Dataset records on object locations:
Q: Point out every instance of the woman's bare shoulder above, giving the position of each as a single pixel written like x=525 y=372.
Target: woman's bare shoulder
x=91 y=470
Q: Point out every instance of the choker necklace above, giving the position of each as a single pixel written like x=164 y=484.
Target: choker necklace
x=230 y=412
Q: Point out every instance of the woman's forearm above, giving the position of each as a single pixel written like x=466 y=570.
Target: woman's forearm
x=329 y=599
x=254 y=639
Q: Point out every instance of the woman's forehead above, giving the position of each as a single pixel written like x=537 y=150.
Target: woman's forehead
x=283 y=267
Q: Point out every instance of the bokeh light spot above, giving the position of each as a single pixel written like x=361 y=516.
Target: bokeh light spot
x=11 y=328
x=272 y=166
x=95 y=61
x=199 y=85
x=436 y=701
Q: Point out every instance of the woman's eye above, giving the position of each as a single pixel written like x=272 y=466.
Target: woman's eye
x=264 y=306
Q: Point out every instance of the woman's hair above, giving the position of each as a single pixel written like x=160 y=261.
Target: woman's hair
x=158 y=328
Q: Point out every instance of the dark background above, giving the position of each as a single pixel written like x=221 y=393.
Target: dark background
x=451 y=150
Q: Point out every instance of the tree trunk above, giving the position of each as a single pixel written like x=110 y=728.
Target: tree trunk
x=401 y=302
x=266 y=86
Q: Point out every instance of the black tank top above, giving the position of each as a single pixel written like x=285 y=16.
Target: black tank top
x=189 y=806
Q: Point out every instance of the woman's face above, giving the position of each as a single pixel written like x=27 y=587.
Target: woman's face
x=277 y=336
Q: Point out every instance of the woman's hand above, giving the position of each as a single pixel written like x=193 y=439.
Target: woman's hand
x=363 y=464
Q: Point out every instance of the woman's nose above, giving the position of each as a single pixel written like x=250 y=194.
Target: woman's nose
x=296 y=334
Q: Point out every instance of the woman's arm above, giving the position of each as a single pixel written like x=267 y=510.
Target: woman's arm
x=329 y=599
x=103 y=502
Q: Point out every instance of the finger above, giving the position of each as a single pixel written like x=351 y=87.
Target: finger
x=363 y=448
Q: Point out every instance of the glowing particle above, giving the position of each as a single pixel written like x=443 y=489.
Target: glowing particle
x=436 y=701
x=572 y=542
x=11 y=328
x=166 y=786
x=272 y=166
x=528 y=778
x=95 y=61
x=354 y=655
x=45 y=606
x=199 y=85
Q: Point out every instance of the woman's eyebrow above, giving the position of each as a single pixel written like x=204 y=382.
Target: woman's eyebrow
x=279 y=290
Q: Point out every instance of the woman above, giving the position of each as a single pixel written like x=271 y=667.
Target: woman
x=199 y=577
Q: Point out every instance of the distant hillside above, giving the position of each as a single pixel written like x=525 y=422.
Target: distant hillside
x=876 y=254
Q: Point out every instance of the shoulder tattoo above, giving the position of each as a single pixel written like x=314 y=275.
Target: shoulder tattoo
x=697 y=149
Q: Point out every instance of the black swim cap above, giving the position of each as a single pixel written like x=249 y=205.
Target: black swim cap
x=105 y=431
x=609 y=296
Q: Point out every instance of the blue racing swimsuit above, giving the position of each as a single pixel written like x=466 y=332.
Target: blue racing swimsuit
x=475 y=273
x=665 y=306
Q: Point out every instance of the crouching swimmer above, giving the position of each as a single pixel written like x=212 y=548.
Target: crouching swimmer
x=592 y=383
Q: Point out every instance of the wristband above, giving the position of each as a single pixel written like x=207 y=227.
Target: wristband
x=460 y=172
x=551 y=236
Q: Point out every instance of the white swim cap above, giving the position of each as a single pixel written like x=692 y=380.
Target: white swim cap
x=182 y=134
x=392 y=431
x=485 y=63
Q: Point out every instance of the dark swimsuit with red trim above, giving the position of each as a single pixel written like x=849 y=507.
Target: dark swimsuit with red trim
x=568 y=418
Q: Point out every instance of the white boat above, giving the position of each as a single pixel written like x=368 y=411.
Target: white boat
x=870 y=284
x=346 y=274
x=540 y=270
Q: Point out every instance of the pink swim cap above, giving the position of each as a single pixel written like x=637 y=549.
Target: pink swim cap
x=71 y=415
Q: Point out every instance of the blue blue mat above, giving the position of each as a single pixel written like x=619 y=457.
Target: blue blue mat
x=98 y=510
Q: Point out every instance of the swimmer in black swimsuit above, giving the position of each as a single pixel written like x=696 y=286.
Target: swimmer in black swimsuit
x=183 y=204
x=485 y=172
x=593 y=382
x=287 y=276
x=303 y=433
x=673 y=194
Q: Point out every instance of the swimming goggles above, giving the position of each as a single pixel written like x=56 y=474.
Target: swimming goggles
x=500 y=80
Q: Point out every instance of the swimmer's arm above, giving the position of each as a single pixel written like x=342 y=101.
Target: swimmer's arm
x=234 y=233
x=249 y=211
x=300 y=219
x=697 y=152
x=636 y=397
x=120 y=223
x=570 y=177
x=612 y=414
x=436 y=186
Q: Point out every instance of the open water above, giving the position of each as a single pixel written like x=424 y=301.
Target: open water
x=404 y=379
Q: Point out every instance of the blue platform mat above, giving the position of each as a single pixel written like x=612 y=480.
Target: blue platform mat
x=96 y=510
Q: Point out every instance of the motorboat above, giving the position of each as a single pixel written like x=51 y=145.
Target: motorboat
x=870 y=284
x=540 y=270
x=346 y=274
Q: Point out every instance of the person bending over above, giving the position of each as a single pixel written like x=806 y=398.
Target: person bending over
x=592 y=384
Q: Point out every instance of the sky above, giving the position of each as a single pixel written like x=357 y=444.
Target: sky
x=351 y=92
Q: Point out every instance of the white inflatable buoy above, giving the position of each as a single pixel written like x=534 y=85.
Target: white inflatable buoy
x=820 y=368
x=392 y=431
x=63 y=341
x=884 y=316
--
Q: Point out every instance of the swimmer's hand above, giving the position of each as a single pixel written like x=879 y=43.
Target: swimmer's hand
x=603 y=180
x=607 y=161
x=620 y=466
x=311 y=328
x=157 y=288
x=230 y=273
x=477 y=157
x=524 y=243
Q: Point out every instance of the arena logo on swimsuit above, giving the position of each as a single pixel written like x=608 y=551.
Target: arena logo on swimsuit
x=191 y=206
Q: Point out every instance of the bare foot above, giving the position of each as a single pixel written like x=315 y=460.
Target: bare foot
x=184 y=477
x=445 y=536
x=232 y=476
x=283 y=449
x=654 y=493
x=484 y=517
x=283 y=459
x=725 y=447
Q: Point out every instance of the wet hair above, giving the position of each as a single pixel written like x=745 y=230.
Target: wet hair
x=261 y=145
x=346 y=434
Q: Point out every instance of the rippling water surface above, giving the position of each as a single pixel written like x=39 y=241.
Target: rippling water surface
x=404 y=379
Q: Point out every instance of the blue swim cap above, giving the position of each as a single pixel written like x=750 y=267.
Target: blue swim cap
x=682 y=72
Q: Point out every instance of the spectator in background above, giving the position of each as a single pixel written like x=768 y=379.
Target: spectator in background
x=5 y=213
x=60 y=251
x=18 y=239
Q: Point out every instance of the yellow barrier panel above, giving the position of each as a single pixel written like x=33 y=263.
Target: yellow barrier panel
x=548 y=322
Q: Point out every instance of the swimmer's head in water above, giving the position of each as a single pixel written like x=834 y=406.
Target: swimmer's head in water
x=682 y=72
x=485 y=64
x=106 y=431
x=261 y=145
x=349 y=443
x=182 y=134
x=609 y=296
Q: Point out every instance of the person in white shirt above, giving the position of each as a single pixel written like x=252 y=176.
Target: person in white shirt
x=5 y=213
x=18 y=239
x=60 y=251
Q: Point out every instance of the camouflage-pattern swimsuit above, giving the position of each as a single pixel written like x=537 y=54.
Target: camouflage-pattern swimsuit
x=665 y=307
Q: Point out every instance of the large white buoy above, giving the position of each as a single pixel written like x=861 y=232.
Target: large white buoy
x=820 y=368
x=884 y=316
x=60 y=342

» What you should do
Convert the material starting at the line containing "Q: Point out every instance of the woman's bare" and ending at the line containing "x=277 y=336" into a Markdown table with the columns Row and Line, leaving out any blank lines.

» Full output
| Row | Line |
|---|---|
| 1 | Q: Point out every instance of the woman's bare shoulder above, giving the position of each as a single pixel written like x=525 y=372. |
| 2 | Target: woman's bare shoulder |
| 3 | x=91 y=470 |
| 4 | Q: Point out every instance of the choker necklace above, giving the position of each as a single pixel written like x=164 y=484. |
| 5 | Target: choker necklace |
| 6 | x=230 y=412 |
| 7 | Q: Point out every instance of the woman's forearm above, giving the position of each as a single pixel written like x=466 y=570. |
| 8 | Target: woman's forearm |
| 9 | x=329 y=599 |
| 10 | x=254 y=639 |
| 11 | Q: Point out every instance of the woman's forehead above, giving the position of each as a single pixel written like x=537 y=150. |
| 12 | Target: woman's forehead |
| 13 | x=283 y=267 |
| 14 | Q: Point out every instance of the bokeh light spot above, giving the position of each as a single pixel written like x=361 y=516. |
| 15 | Target: bokeh light spot |
| 16 | x=11 y=328 |
| 17 | x=272 y=166 |
| 18 | x=95 y=61 |
| 19 | x=199 y=85 |
| 20 | x=436 y=701 |
| 21 | Q: Point out every instance of the woman's eye above, giving the position of each as a single pixel written like x=272 y=466. |
| 22 | Target: woman's eye |
| 23 | x=264 y=306 |
| 24 | Q: Point out every instance of the woman's hair above, giving the position of each as a single pixel written like x=160 y=261. |
| 25 | Target: woman's hair |
| 26 | x=158 y=328 |
| 27 | Q: Point out every instance of the dark background above, giving the position of each as a single pixel written like x=221 y=393. |
| 28 | Target: dark background |
| 29 | x=451 y=150 |
| 30 | Q: Point out every instance of the tree trunk above, giving the position of each as a single pixel written like x=110 y=728. |
| 31 | Target: tree trunk |
| 32 | x=401 y=302 |
| 33 | x=266 y=86 |
| 34 | Q: Point out every instance of the black tank top above, giving the position of each as a single pixel written like x=285 y=16. |
| 35 | Target: black tank top |
| 36 | x=189 y=806 |
| 37 | Q: Point out every instance of the woman's face above, giving the position of each as a single pixel written like x=27 y=587. |
| 38 | Target: woman's face |
| 39 | x=277 y=336 |